Duplicate these items line for line, starting with the line that contains "target: cumulus cloud" and going on through the final line of the items.

#### [SOURCE DATA]
— START —

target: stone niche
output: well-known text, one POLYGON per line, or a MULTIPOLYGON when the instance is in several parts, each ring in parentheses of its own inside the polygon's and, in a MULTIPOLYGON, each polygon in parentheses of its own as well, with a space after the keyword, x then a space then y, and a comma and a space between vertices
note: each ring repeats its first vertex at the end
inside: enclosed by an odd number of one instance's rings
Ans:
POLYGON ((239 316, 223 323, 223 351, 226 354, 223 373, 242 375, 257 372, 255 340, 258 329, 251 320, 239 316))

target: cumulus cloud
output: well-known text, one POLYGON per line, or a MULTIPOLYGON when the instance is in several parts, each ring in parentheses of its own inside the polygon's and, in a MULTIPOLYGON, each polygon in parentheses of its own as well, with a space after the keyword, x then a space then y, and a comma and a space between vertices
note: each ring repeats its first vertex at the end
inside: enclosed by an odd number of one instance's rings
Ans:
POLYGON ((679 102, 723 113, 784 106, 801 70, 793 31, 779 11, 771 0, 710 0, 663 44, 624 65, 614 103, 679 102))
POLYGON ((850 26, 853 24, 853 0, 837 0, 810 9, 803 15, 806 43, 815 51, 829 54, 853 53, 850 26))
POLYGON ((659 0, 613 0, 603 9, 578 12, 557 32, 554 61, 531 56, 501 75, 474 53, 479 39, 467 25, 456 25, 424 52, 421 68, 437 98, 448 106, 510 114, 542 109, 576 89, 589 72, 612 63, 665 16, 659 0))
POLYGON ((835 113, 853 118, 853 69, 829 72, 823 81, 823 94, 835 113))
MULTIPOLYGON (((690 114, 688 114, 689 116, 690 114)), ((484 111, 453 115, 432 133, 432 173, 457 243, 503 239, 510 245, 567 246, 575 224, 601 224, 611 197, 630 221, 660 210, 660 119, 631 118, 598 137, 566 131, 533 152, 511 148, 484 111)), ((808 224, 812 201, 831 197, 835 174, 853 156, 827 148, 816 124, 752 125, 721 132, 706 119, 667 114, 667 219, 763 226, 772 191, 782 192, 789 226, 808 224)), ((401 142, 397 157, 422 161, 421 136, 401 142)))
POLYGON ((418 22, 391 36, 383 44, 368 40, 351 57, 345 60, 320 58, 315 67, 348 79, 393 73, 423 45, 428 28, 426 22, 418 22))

— END —

#### [OUTPUT OF THE EXERCISE]
target: cumulus cloud
output: well-known text, one POLYGON per line, or a MULTIPOLYGON when the instance is in several parts, each ring in parentheses of its own inside the polygon's and, in a MULTIPOLYGON, each polygon in parentheses of its own as well, with a space after the keyword, x then a space then y, and a comma and a space between vertices
note: each ring repeats its first vertex at the end
inside: enclosed by an odd number of one instance's rings
Ans:
POLYGON ((679 102, 723 113, 784 106, 801 70, 793 31, 779 11, 771 0, 710 0, 663 44, 624 65, 614 103, 679 102))
POLYGON ((850 26, 853 24, 853 0, 837 0, 810 9, 803 15, 806 43, 815 51, 829 54, 853 53, 850 26))
POLYGON ((659 0, 613 0, 603 9, 578 12, 557 32, 554 61, 531 56, 501 75, 474 53, 479 39, 467 25, 456 25, 424 52, 421 68, 437 98, 448 106, 510 114, 542 109, 576 89, 589 72, 612 63, 665 16, 659 0))
POLYGON ((835 113, 853 118, 853 69, 829 72, 823 81, 823 94, 835 113))
MULTIPOLYGON (((690 114, 688 114, 689 116, 690 114)), ((484 111, 453 115, 432 133, 432 173, 457 243, 503 239, 510 245, 567 246, 575 224, 601 224, 611 197, 630 221, 660 210, 660 119, 631 118, 598 137, 566 131, 533 152, 511 148, 484 111)), ((808 224, 812 201, 831 197, 835 174, 853 156, 827 148, 816 124, 752 125, 721 132, 706 119, 667 114, 667 219, 763 226, 772 191, 782 192, 789 226, 808 224)), ((401 142, 397 157, 422 161, 421 136, 401 142)))
POLYGON ((418 22, 391 36, 383 44, 368 40, 351 57, 345 60, 320 58, 315 67, 348 79, 393 73, 423 45, 428 28, 426 22, 418 22))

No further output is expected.